§ **WHAT YOU WILL DO**
Restate the records below word for word, and omit the images they hold.

◆ ◆ ◆ ◆ ◆ ◆ ◆

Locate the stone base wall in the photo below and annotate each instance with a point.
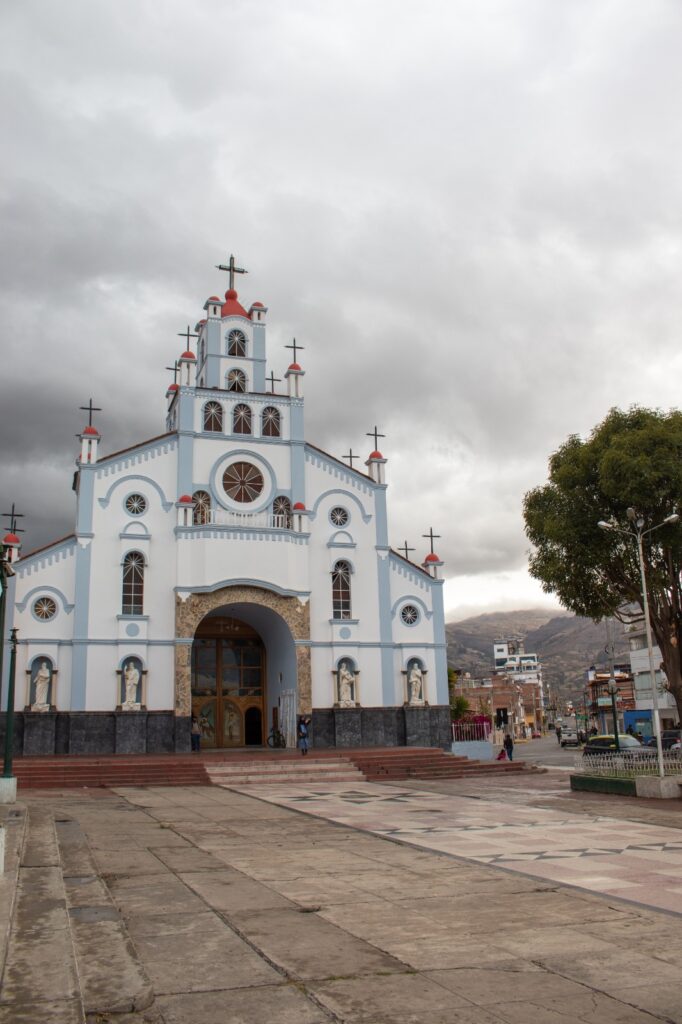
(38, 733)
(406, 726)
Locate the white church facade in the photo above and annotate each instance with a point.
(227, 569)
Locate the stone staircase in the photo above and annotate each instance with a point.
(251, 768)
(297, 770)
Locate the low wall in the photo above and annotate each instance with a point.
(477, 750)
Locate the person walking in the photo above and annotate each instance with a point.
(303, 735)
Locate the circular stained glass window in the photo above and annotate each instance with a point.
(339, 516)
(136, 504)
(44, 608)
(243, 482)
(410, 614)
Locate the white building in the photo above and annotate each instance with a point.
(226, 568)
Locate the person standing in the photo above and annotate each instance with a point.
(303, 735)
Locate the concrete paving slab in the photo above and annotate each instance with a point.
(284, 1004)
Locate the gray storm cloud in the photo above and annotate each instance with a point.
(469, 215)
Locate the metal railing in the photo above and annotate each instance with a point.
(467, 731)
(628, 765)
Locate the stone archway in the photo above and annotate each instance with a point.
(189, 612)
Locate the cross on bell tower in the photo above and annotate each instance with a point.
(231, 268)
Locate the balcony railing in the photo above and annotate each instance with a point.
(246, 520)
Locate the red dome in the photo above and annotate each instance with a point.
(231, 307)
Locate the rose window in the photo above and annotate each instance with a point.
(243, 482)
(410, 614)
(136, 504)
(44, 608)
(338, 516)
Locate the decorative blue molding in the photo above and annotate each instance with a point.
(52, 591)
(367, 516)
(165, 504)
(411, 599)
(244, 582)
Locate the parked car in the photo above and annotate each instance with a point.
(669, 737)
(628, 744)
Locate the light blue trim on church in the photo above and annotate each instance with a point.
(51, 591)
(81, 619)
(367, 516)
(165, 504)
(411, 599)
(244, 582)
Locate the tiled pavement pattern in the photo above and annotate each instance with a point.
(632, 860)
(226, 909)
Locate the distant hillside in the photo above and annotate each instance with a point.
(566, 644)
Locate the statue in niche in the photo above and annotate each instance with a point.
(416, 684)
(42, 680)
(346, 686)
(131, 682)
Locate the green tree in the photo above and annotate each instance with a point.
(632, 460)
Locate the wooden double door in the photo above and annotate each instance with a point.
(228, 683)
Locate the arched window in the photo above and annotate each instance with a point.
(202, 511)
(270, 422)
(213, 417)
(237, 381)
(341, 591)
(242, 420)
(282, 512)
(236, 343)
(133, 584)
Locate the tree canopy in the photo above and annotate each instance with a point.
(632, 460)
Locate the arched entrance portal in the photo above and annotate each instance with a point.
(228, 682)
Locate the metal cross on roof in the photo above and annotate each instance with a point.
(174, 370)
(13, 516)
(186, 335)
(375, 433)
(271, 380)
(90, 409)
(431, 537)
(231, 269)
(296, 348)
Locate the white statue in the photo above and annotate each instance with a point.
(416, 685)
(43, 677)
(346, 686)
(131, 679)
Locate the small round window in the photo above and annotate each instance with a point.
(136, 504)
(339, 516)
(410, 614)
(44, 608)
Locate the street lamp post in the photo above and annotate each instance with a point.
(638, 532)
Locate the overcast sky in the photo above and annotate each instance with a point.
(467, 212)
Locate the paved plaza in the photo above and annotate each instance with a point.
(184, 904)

◆ ◆ ◆ ◆ ◆ ◆ ◆

§ **FINISHED EXERCISE**
Locate the stone base wall in the photo below and annotate each instance with a point.
(38, 733)
(406, 726)
Locate the white church facade in the photo above and annotate each instance with a point.
(227, 569)
Locate the stone staircase in the photo above and annotate each instance with a point.
(251, 768)
(297, 770)
Locate the low wall in the photo above and annotate each instance with a point.
(477, 750)
Locate the person walking in the photo above and annotate each instance with a point.
(303, 735)
Locate the circular stained glass window in the photo above and annotate each instance with a point.
(339, 516)
(136, 504)
(44, 608)
(243, 482)
(410, 614)
Locate the white building in the photo above and annotate each instance with a point.
(226, 568)
Locate the person standing in the photo above and annotate each instance with a point.
(303, 735)
Locate the concrete paving slab in the photo above and annotate each instance with a point.
(284, 1004)
Locate the gray storm cloud in the photo above and annotate each instance with a point.
(469, 215)
Locate the metal railing in the photo above and annotate each instance with a point.
(467, 731)
(628, 765)
Locate the stone archway in the photo above and annotate each instance with a point.
(189, 612)
Locate the cross on bell tower in the photo above and annotate each instance with a point.
(231, 268)
Locate the balcony railing in the photo above and annotate each instance with a point.
(246, 520)
Locate the red dome in the photo above and annotate each instance with a point.
(231, 307)
Locate the rose window in the photo above and annotate each instance with a point.
(243, 482)
(410, 614)
(136, 504)
(44, 608)
(338, 516)
Locate the decorative blue molding in the photo above and annotate each instance with a point.
(52, 591)
(367, 516)
(165, 504)
(411, 599)
(244, 582)
Locate the parked car in the photo above and annotate each instance with a point.
(669, 737)
(628, 744)
Locate the light blue trim on church in the photo above and annotate each instance with a point.
(51, 591)
(81, 619)
(367, 516)
(165, 504)
(411, 599)
(244, 582)
Locate the tiled pavement pattern in the photo above and annotate each instance with a point.
(632, 860)
(226, 909)
Locate the distant hillside in the photo above and annotate each instance with a point.
(566, 644)
Locate the statue in niche in the photo above and annotate each instance with a point.
(416, 684)
(42, 680)
(346, 686)
(131, 682)
Locate the green tree in the photo above and annotate each instance with a point.
(632, 460)
Locate the wooden double door in the photo above and annotate each instance with a point.
(228, 683)
Locate the arched window in the photo above and annotate each instance with a point.
(202, 511)
(270, 422)
(213, 417)
(237, 381)
(341, 591)
(242, 420)
(282, 512)
(236, 343)
(133, 584)
Locate the tree canopy in the photo above and annotate each instance with a point.
(632, 460)
Locate the arched entrance portal in the photo above and annotate each instance with a point.
(228, 682)
Locate the metal cross on roof in the photo above and annotate each instance with a point.
(174, 370)
(13, 516)
(186, 335)
(375, 433)
(271, 380)
(90, 409)
(431, 537)
(231, 269)
(296, 348)
Locate the white statue in the photo above and annotate each instance with a point.
(416, 685)
(43, 677)
(346, 686)
(131, 679)
Locate the small round window in the photo above and annotate each instance with a point.
(136, 504)
(339, 516)
(410, 614)
(44, 608)
Locate the street lamp post in the photo above and annotate each instance with a point.
(638, 532)
Locate the overcast sky in the photo above and annotate each instance with a point.
(467, 212)
Locate the paved plaza in the photo above and annotate each instance with a point.
(184, 904)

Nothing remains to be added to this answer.